Les rêves brisés de la France en bleu risquent de se transformer en cauchemar,
avec une sorte de lepénisation footballistique rampante.
Il y a quatre ans, c'était l'extase historique de la victoire : défilés
de foules en délire sur les Champs-Elysées, nuits bleues et liesses passablement
arrosées des meutes de supporteurs, intellectuels scotchés à leur écran
de télévision, journalistes chavirés de bonheur. Les esprits, littéralement
colonisés par les passes magiques, les tirs fabuleux, les dribbles hallucinants,
les passements de jambes merveilleux des mercenaires en crampons, s'étaient
laissés enivrer par la divine fumée de l'opium sportif.
La jeunesse, totalement identifiée à l'équipe "black-blanc-beur" qui s'imaginait
représenter la "France multiculturelle", celle précisément de toutes
les couleurs, avait été subjuguée par les démagogues qui confondent tête
bien faite et bourrage de crâne par le ballon rond. Du moindre village
au sommet de l'Etat, la communion était totale sur l'ensemble du territoire.
On pouvait se congratuler, s'étreindre et s'embrasser à qui mieux mieux.
Quelques-uns avaient même parlé d'"orgasme national" !
Une ola sans précédent avait submergé la France, au point que certains
avaient osé comparer cette déferlante populiste au bonheur de la Libération
de Paris. D'autres s'étaient aventurés plus loin encore et avaient évoqué
la glorieuse réminiscence de la Révolution française...En 1998, on nous
disait que grâce à cette équipe de France-là l'intégration était en marche,
à la fois symboliquement, politiquement, socialement et même économiquement.
L'intégration, qui avait si bien réussi sur le terrain du football, pouvait
par conséquent être parachevée par simple transposition à la société civile,
dans les entreprises, à l'école, et bien sûr dans les banlieues. La victoire
"exemplaire" de l'équipe de France et les supposées vertus fraternelles
du football devaient briser les dernières résistances à l'intégration.
Parmi les intellectuels qui avaient peu ou prou soutenu la "gauche plurielle",
nombreux furent ceux, y compris à l'extrême gauche, qui se laissèrent
prendre par l'illusion lyrique d'une France débarrassée du racisme, de
la xénophobie et de l'antisémitisme grâce à "l'unité nationale retrouvée".
L'équipe de France de football, promue ambassadrice du "pays des droits
de l'homme", allait vaincre les dernières résistances par sa simple existence
multicolore et sa capacité à illustrer la nouvelle économie de la gagne
à la française ("La victoire est en vous"...) Cette thématique
illusoire de l'intégration par la "culture sportive", systématiquement
développée par la gauche plurielle comme axe politique majeur, fut pourtant
l'un de ces écrans de fumée derrière lequel se dissimula le désastre réel :
l'absence d'avenir pour une jeunesse condamnée aux violences urbaines,
à la précarité, au chômage et au RMI.
:::
▸ Consignes de l'exercice
(A) Veuillez reproduire le passage du texte source qui commence à "Il y a quatre" et se termine à "l'ensemble du territoire.".
(B) D'après le texte source, où les foules en délire ont-elles défilé il y a quatre ans ?
Le matériel qui suit n'est pas utile ici.

▸ Données affichées
:::
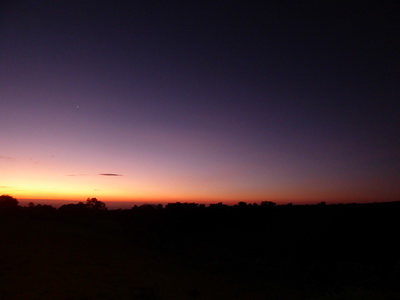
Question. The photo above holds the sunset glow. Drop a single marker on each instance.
(99, 109)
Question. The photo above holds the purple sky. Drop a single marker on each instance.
(200, 101)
:::
▸ Réponses attendues
(A)
Il y a quatre ans, c'était l'extase historique de la victoire : défilés
de foules en délire sur les Champs-Elysées, nuits bleues et liesses passablement
arrosées des meutes de supporteurs, intellectuels scotchés à leur écran
de télévision, journalistes chavirés de bonheur. Les esprits, littéralement
colonisés par les passes magiques, les tirs fabuleux, les dribbles hallucinants,
les passements de jambes merveilleux des mercenaires en crampons, s'étaient
laissés enivrer par la divine fumée de l'opium sportif.
La jeunesse, totalement identifiée à l'équipe "black-blanc-beur" qui s'imaginait
représenter la "France multiculturelle", celle précisément de toutes
les couleurs, avait été subjuguée par les démagogues qui confondent tête
bien faite et bourrage de crâne par le ballon rond. Du moindre village
au sommet de l'Etat, la communion était totale sur l'ensemble du territoire.

(B) Sur les Champs-Elysées.